> [What needs to be done]
Copy out the data below line for line, without changes, but leave the pictures out of your copy.

> [Supplied material]

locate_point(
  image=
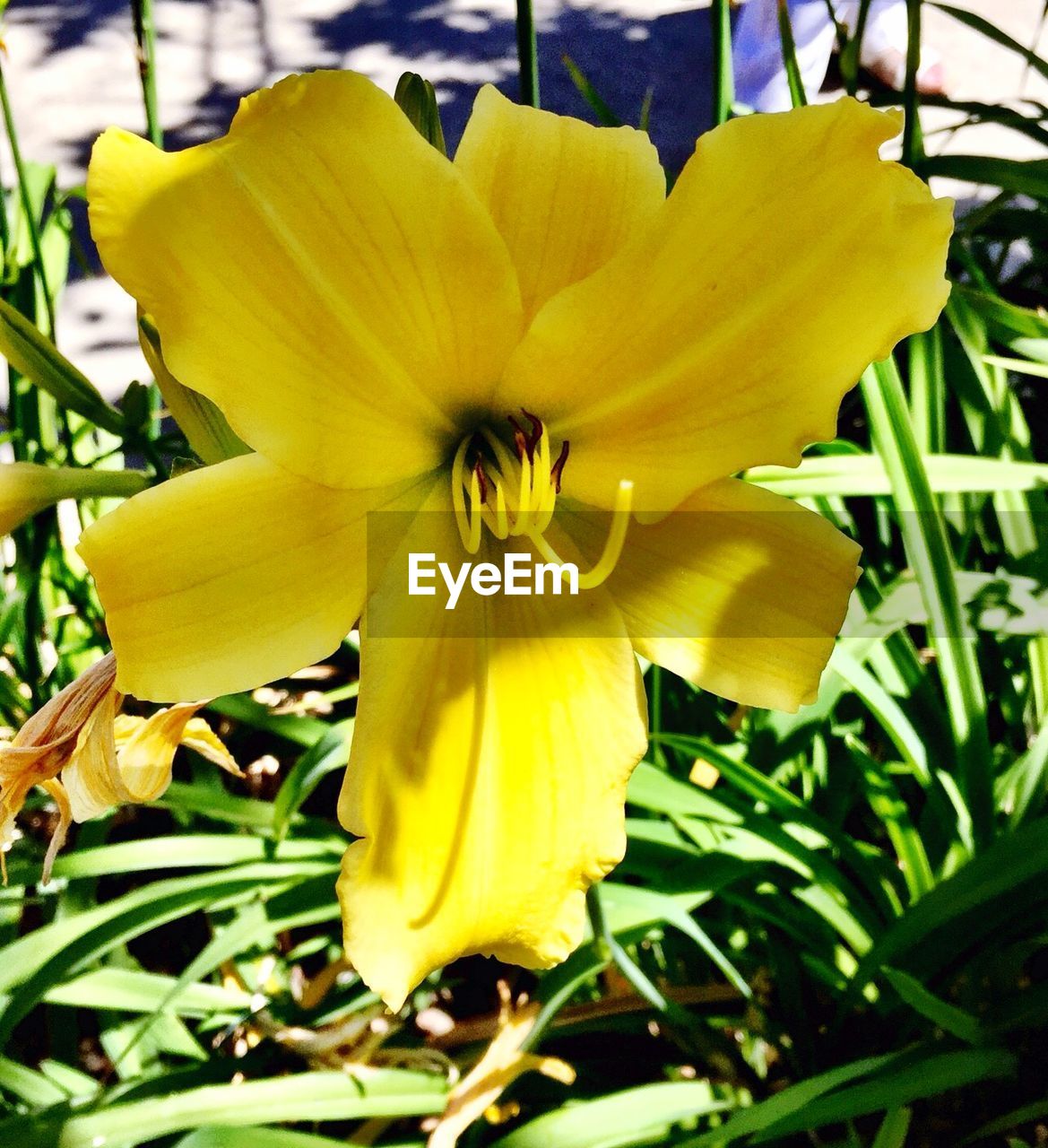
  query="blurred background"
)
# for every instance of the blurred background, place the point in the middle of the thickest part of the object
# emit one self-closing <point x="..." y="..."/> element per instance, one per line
<point x="73" y="72"/>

> [Correct result]
locate_point(
  image=
  query="blurred background"
)
# for every instance of the blurred background, place the point in the middle of the thickest part of the object
# emit one self-closing <point x="..." y="..."/> element per instance, one per line
<point x="73" y="72"/>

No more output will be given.